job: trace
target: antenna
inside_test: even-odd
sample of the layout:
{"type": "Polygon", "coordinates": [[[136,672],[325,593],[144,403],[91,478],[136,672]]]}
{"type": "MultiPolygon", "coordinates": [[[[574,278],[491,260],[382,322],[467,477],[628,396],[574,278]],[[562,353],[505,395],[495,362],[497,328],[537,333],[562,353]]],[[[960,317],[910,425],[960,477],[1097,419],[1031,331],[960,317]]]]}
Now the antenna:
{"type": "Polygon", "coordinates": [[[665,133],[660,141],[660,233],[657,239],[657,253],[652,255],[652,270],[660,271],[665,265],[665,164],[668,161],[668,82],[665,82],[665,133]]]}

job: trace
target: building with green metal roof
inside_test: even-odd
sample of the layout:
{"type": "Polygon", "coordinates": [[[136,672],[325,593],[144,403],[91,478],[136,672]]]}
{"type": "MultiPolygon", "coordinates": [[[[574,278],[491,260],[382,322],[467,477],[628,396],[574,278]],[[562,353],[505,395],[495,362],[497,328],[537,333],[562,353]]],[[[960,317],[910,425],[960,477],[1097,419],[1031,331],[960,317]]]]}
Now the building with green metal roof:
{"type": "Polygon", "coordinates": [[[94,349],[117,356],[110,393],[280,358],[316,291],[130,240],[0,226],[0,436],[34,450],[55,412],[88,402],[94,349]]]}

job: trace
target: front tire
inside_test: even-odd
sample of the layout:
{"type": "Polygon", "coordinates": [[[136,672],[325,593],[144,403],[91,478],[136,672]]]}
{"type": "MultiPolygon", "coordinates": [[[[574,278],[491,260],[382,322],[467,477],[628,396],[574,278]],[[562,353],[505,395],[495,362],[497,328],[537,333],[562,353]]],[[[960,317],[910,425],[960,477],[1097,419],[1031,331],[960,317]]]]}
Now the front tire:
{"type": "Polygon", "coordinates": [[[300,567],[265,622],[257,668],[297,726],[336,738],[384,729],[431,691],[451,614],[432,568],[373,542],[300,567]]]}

■ WHAT YOU WILL DO:
List every line of the records above that contains the string "with", copying each line in full. Case counts.

■ EXERCISE SOLUTION:
target: building with green metal roof
Now the building with green metal roof:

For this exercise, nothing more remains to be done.